Records from a data collection
-=-=-
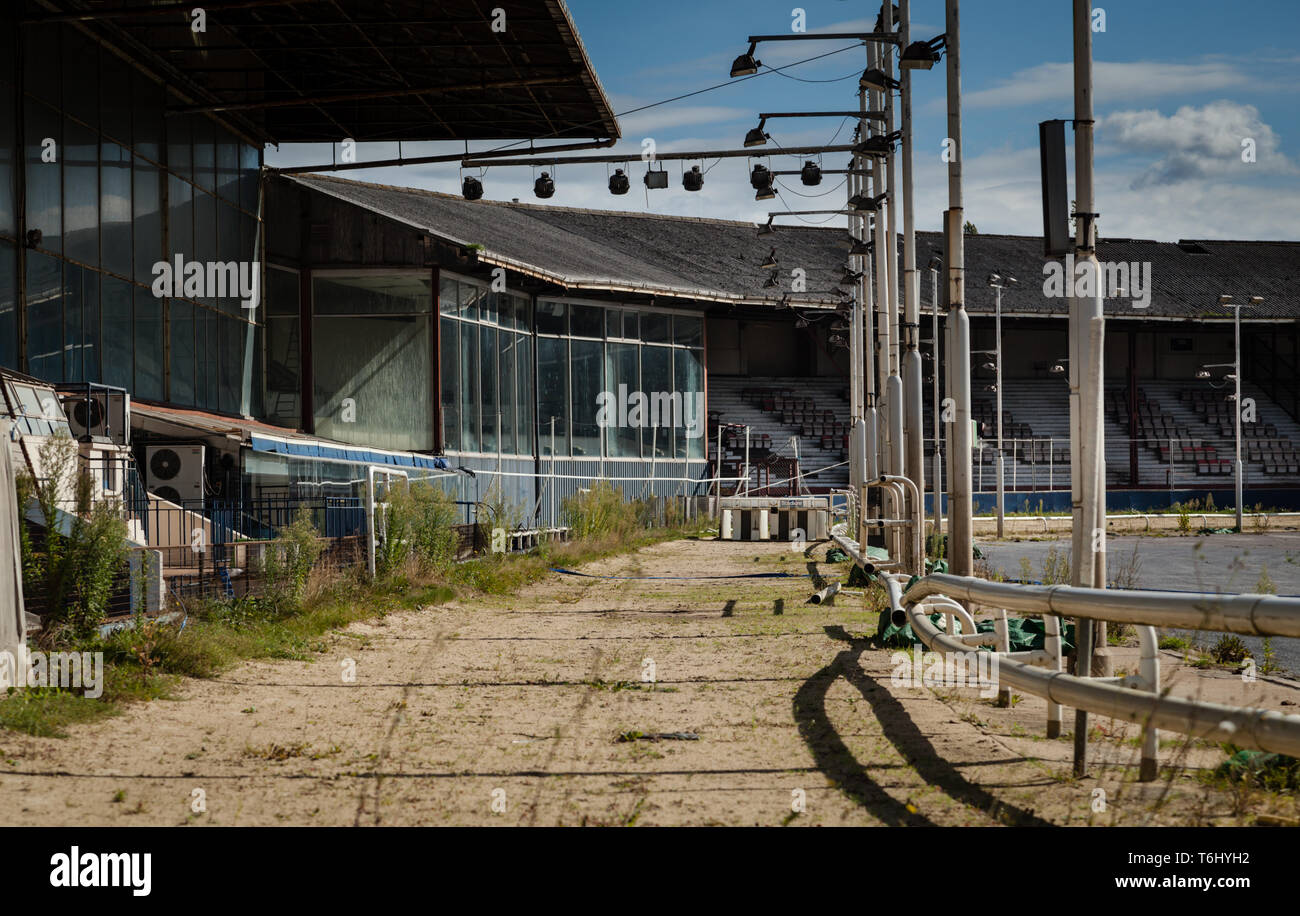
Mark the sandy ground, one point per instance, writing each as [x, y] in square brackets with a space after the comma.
[511, 712]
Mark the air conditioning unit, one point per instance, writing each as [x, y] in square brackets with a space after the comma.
[99, 413]
[174, 472]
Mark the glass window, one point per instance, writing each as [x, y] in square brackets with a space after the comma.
[116, 305]
[180, 218]
[115, 208]
[81, 77]
[250, 173]
[372, 294]
[8, 142]
[551, 317]
[44, 194]
[81, 192]
[148, 346]
[657, 386]
[447, 302]
[655, 328]
[688, 331]
[284, 357]
[507, 344]
[40, 47]
[181, 359]
[468, 387]
[204, 153]
[622, 378]
[449, 368]
[469, 296]
[228, 168]
[585, 387]
[8, 305]
[284, 289]
[81, 324]
[689, 382]
[524, 393]
[372, 380]
[488, 382]
[178, 147]
[230, 363]
[148, 220]
[115, 99]
[44, 317]
[488, 307]
[147, 121]
[586, 321]
[553, 394]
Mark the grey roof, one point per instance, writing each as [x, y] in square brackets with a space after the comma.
[601, 250]
[719, 259]
[1187, 277]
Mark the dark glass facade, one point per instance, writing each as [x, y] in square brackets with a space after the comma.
[111, 187]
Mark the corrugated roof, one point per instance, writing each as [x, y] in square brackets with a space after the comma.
[719, 259]
[599, 250]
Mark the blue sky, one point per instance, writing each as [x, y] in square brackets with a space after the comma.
[1179, 83]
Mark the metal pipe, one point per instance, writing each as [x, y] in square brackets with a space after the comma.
[961, 543]
[997, 394]
[1248, 728]
[1246, 615]
[826, 594]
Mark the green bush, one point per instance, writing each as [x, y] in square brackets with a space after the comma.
[76, 569]
[1229, 650]
[602, 511]
[289, 561]
[417, 529]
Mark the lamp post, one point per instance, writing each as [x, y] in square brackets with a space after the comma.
[935, 263]
[1000, 282]
[1230, 302]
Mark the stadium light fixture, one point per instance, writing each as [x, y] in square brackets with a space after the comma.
[922, 55]
[746, 64]
[876, 81]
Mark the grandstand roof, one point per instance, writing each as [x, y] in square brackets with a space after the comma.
[719, 260]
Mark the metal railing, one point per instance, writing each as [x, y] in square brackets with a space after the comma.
[1136, 698]
[1043, 463]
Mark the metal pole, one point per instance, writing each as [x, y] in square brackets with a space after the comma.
[961, 554]
[914, 424]
[1087, 329]
[937, 489]
[1236, 368]
[997, 393]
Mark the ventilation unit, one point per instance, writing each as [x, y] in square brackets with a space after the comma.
[99, 413]
[174, 472]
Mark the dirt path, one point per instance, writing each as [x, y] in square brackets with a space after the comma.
[511, 712]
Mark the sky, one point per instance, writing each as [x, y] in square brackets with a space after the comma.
[1179, 86]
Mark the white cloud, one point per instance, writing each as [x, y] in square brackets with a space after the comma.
[1112, 79]
[1196, 142]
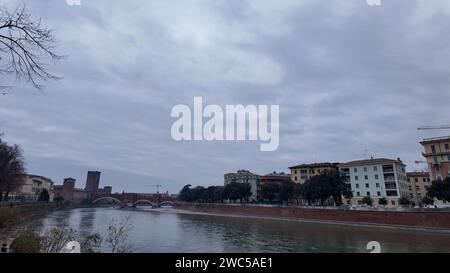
-=-=-
INSTRUCTIONS FOR THE TASK |
Reproduce each record from above exactly; pictures do not belong in the copy.

TASK OUTPUT |
Mark the sandy ground, one point per instance, writing each as [x, y] in square brackets with a space after the comma.
[511, 712]
Mark the air conditioning unit, one point per instance, writing each as [x, y] in square brackets with a space after the comma.
[99, 413]
[174, 472]
Mark the glass window, one point per instance, writing each as [x, y] in square brackets with a space after the comma.
[116, 305]
[180, 218]
[115, 208]
[81, 77]
[250, 173]
[372, 294]
[8, 142]
[551, 317]
[44, 194]
[81, 192]
[148, 346]
[657, 386]
[447, 302]
[655, 328]
[688, 331]
[284, 357]
[507, 344]
[40, 47]
[181, 359]
[468, 387]
[204, 153]
[622, 378]
[449, 368]
[469, 296]
[228, 168]
[585, 387]
[8, 305]
[284, 289]
[81, 324]
[689, 382]
[524, 393]
[372, 380]
[488, 382]
[178, 147]
[230, 363]
[148, 220]
[115, 99]
[44, 317]
[488, 307]
[147, 121]
[586, 321]
[553, 394]
Mark the grey roof, one point per instance, writing each as [x, y] in square brackets with a space after the comma.
[601, 250]
[719, 259]
[1187, 277]
Mark the dark glass facade, one point per instance, writing each as [x, y] in square brackets with a space after the comma.
[111, 187]
Mark the corrugated roof, one point per instance, writing each as [x, y] in square brackets with a space after the comma.
[719, 259]
[599, 250]
Mark the blue sky, one point per instance, writing each as [x, y] in square brackets with a space after the comma.
[1179, 83]
Mark the metal pipe, one point per instance, writing each as [x, y] in square brackets with a space after the comma.
[961, 543]
[997, 394]
[1248, 728]
[1246, 615]
[826, 594]
Mark the green bush, one point per instance, writing each as [x, y] in square brackets with a space after the comma.
[76, 569]
[1229, 650]
[602, 511]
[289, 561]
[417, 529]
Mark the lamp post, one point per instance, writing each as [x, y] in square brackets with a space after the comma.
[935, 263]
[1000, 282]
[1230, 302]
Mark the stadium light fixture, one point per instance, writing each as [x, y] in square brackets with a space after the comma.
[922, 55]
[746, 64]
[876, 81]
Mark the grandstand roof, one point per instance, writing each as [x, y] in square brackets with a space after the comma.
[719, 260]
Mark the metal railing, one point per instance, writing each as [x, y] in square brackets with a space after the comma.
[1136, 698]
[1043, 463]
Mark the metal pole, one point per instance, writing each as [x, y] in square brackets with a space after the comma.
[961, 554]
[914, 424]
[1087, 329]
[937, 489]
[1236, 368]
[997, 393]
Mark the ventilation unit, one point per instance, writing each as [x, y] in square brackets with a space after the comma.
[99, 413]
[174, 472]
Mark the dirt path, one point per instance, writing each as [x, y] in square brackets with a space after the comma.
[511, 712]
Mark the sky, one point per instance, writing each as [x, y] in square brackets with a space after the comma.
[1179, 86]
Mark the white cloud, one point per instance, writing each as [x, y] in square brackets with a space after the comma.
[1112, 79]
[1196, 142]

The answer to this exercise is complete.